# Request
Reproduce every item below verbatim, line for line, leaving out the pictures.

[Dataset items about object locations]

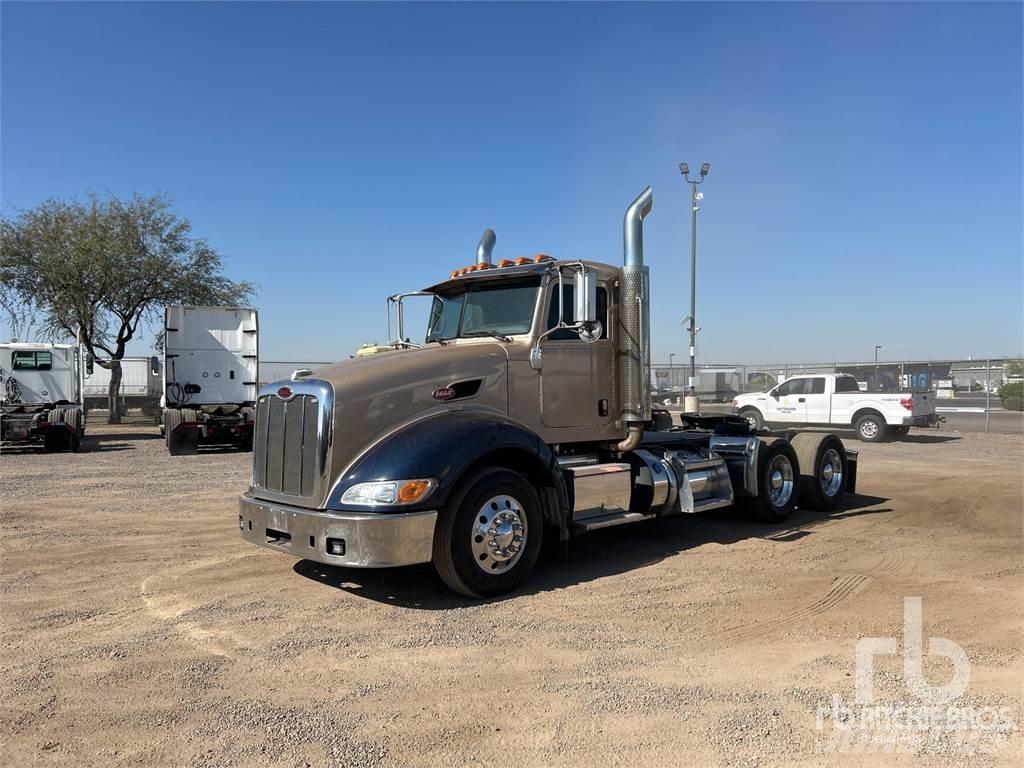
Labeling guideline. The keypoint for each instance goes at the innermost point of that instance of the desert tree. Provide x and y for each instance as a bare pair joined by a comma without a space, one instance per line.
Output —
96,269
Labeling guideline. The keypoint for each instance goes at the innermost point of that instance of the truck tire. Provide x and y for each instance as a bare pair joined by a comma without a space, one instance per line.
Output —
754,418
55,437
822,470
488,535
870,428
180,441
778,481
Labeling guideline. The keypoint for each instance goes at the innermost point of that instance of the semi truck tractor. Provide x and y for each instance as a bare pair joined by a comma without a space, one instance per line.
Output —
524,414
41,395
211,376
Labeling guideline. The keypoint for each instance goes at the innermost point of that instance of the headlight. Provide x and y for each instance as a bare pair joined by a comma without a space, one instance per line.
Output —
383,493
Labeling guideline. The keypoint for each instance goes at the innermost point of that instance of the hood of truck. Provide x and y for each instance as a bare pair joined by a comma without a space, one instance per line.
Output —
377,394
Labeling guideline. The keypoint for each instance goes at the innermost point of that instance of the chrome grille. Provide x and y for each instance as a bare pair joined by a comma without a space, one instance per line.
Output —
286,448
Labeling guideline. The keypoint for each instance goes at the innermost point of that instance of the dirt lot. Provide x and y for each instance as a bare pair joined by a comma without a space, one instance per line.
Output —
139,630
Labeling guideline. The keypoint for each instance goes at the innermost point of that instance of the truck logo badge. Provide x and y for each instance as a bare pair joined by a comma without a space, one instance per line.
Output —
442,393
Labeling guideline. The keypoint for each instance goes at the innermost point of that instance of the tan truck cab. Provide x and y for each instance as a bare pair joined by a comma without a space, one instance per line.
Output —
525,413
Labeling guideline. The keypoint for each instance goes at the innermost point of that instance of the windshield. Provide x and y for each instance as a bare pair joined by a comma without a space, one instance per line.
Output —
501,308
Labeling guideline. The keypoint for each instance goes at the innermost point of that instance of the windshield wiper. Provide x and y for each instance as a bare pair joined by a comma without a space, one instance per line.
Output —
492,334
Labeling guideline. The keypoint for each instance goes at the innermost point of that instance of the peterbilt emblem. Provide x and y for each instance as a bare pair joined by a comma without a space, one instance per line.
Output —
442,393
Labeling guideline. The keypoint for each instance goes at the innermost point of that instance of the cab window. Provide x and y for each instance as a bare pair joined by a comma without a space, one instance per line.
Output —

# Answer for this exercise
Labeling guideline. The keypoint for each instance goes at the innermost point of that instance of the desert tree. Provide x and y for each instance as a bare pair joined by a comma without a space, one instance per line.
Output —
96,269
Labeling guideline. The keypoint for each instance goes at the innermost point of that instance of the truck tire. Provide x and y for each instance as a bare pair joined by a comma without a space, one instance per line.
Output —
754,418
55,437
822,470
488,535
870,428
180,441
778,481
Labeling guideline. The keypoint for each instance goes at the innermost point of that instance of the semi truck tractor. Provide x and y for each instance as a bare pair joined by a comma without a space, one instance per line.
Output —
524,414
41,395
211,376
Labeling guideline. The keypoint for each instance goes at the innermost point of that instance of the headlight. Provide x and y for each instance as a bare pair joined by a comma without a space, one instance per line.
Output —
383,493
Labeling guideline. The keypoint for each instance goes at the innermost point of that instance of the hood of truck. Provide x and y for each instance as a bare pair joined by a comma without a space, one instance per line.
Output —
377,394
Labeling guideline. The keypoint for each instance goes at the innermost point of that instance of the chrome grille. Provide x and y for each instance as a bare pair joined by a comma without a space, one instance per line.
Output —
286,448
Labeling guideline. The keypoint for each instance goes at the innermost point of that instance of the dirt lot. Provide x and y for each instance as a bare pair joined by a comma without a space, one instance per line.
Output —
139,630
Labeling guideline. The keypoint for each instance goes at the innermost point of that instance of the truck logo badge. Provide x and y for each instance as a bare pair joined by a comma without a space, one instance per line.
Output —
442,393
Labeling guideline. The keypoint for each instance goes at the innermost point of that instance of the tan truck cab. Provide x and y for each instance as a bare pair joined by a comma without a space, one instance per line.
Output —
525,413
Labeling guideline. The keypoint for each instance goes at the innermost point of that instance of the windshield. Provide x and y for each instance as a bare pair joined by a comma without a space, one instance per line.
Output —
501,308
Labeling guideline. The keypoint for each instance goes at the innermost point of that instance of the windshield wiper. Provide x and y for each instance as a bare pair joined by a comma without a space, one instance per line.
Output —
492,334
Labeling guideline. The keypoint for each instance goes at the innermost point of that instance of the peterbilt emblem. Provide x and y for each instance as a bare pair joined by a comma without a space, one instance per line.
Output —
442,393
Labeling guideline. The keypoint for each instance goes at the innermost point of that instance of the cab window. Provide x and y for each instance as a bare pair joined by a comma without a space, one instance per line.
Output —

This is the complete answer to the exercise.